Jump to content
Brian Enos's Forums... Maku mozo!

Guy Rules


DougBarnes101

Recommended Posts

I apologize if this has been done before but it was the first time I had seen it and thought I would share with every one here.

We always hear "the rules" from the female side. Now here are the rulles from the male side. These are our rules! Please note ... these are all numbered "1" on purpose!

1. Learn to work the toilet seat. You're a big girl. If it is up, put it down. We need it up, you need it down. You don't hear us complaining about you leaving it down.

1. Sunday = sports. It's like the full moon or the changing of the tides. Let it be.

1. Shopping is NOT a sport. And no, we are never going to think of it that way.

1. Crying is blackmail.

1. Ask for what you want. Let us be clear on this one: Subtle hints do not work! Strong hints do not work! Obvious hints do not work! Just say it!

1. Yes and no are perfectly acceptable answers to almost every question.

1. Come to us with a problem only if you want help solving it. That's what we do. Sympathy is what your girlfriends are for.

1. A headache that lasts 17 months is a problem. See a doctor.

1. Anything we said 6 months ago is inadmissable in an argument. In fact, all comments become null and void after 7 days.

1. If you won't dress like Victoria's Secret girls, don't expect us to act like soap opera guys.

1. If you think you are fat, you probably are. Don't ask us.

1. If something we said can be interpreted two ways and one of them makes you sad or angry, we meant the other.

1. You can either ask us to do something or tell us how you want it done but not both. If you already know best how to do it, just do it yourself.

1. Whenever possible, please say whatever you have to say during commercials.

1. Christopher Columbus did not need directions and neither do we.

1. ALL men see in only 16 colors, like Windows default settings. Peach, for example, is a fruit, not a color. Pumpkin is also a fruit. We have no idea what mauve is.

1. If it itches, it will be scratched. We do that.

1. If we ask what is wrong and you say "nothing" we will act like nothing's wrong. We know you are lying but it is just not worth the hassle.

1. If you ask a question you don't want an answer to, expect an answer you don't want to hear.

1. When we have to go somewhere, absolutely anything you wear is fine. Really.

1. Don't ask us what we are thinking unless you are prepared to discuss such topics as baseball, the shotgun formation or monster trucks.

1. You have enough clothes.

1. You have too many shoes.

1. I am in shape. Round is a shape.

1. Thank you for reading this; Yes, I know, I have to sleep on the couch tonight, but did you know men really don't mind that, it's like camping.

Pass this to as many men as you can to give them a laugh.

● What you need to do
• A. Copy the guy rules post word for word, starting at "1. A headache" and ending at "soap opera guys.".
• B. Rewrite the entries as a two-column CSV with the columns instruction and points, starting at the line containing "Exercise. Point out the car front" and ending at the last entry. Give one row per entry, with its wording and its answer each in a single quoted field and any line breaks turned into spaces.
The guy rules post and the entries after it come from unrelated sources.

Position annotation entries
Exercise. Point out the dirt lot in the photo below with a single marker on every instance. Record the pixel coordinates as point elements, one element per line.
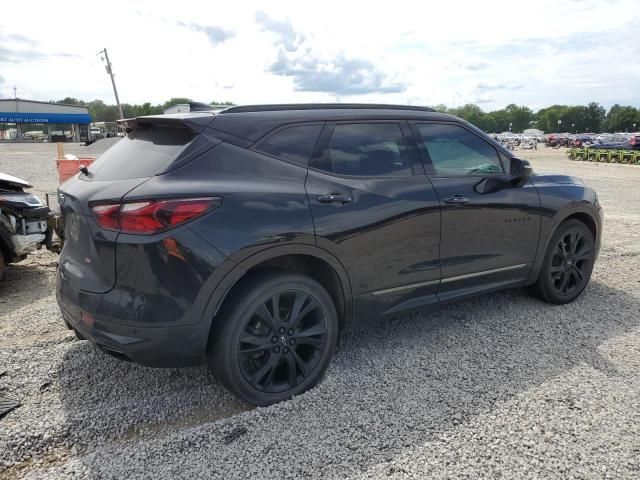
<point>499,385</point>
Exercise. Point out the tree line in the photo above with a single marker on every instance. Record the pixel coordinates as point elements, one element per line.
<point>574,118</point>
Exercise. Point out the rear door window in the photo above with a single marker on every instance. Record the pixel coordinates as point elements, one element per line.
<point>144,152</point>
<point>294,143</point>
<point>366,149</point>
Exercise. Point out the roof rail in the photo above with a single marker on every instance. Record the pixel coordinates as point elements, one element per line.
<point>323,106</point>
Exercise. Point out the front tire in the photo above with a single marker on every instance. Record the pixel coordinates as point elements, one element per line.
<point>274,338</point>
<point>567,264</point>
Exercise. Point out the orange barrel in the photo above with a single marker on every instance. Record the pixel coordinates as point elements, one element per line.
<point>68,168</point>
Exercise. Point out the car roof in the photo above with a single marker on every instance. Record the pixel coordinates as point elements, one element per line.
<point>254,121</point>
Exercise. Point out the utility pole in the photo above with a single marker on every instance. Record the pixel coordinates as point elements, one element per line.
<point>113,82</point>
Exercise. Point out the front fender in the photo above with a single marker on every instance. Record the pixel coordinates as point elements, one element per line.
<point>551,220</point>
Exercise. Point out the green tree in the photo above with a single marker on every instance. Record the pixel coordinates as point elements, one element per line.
<point>621,118</point>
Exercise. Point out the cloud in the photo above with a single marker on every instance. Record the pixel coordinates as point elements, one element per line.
<point>216,35</point>
<point>11,55</point>
<point>483,87</point>
<point>338,75</point>
<point>475,65</point>
<point>16,37</point>
<point>287,37</point>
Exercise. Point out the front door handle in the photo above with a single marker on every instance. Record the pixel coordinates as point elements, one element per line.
<point>334,198</point>
<point>456,200</point>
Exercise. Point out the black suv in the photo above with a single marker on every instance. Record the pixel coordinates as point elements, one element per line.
<point>251,238</point>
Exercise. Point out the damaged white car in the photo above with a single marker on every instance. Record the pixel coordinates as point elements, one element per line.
<point>25,222</point>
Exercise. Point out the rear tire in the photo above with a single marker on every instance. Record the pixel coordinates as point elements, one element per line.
<point>567,264</point>
<point>3,265</point>
<point>274,338</point>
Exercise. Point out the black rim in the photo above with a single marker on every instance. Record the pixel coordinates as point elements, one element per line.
<point>282,341</point>
<point>570,262</point>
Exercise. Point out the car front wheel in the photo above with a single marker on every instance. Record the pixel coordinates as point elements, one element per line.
<point>274,338</point>
<point>567,264</point>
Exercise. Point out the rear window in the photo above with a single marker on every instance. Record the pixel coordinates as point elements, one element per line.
<point>142,153</point>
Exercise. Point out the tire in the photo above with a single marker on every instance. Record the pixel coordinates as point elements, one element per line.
<point>567,264</point>
<point>265,359</point>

● Solutions by task
• A.
1. A headache that lasts 17 months is a problem. See a doctor.

1. Anything we said 6 months ago is inadmissable in an argument. In fact, all comments become null and void after 7 days.

1. If you won't dress like Victoria's Secret girls, don't expect us to act like soap opera guys.

• B.
instruction,points
"Exercise. Point out the car front wheel in the photo above with a single marker on every instance. Record the pixel coordinates as point elements, one element per line.","<point>274,338</point> <point>567,264</point>"
"Exercise. Point out the rear window in the photo above with a single marker on every instance. Record the pixel coordinates as point elements, one element per line.","<point>142,153</point>"
"Exercise. Point out the tire in the photo above with a single marker on every instance. Record the pixel coordinates as point elements, one element per line.","<point>567,264</point> <point>265,359</point>"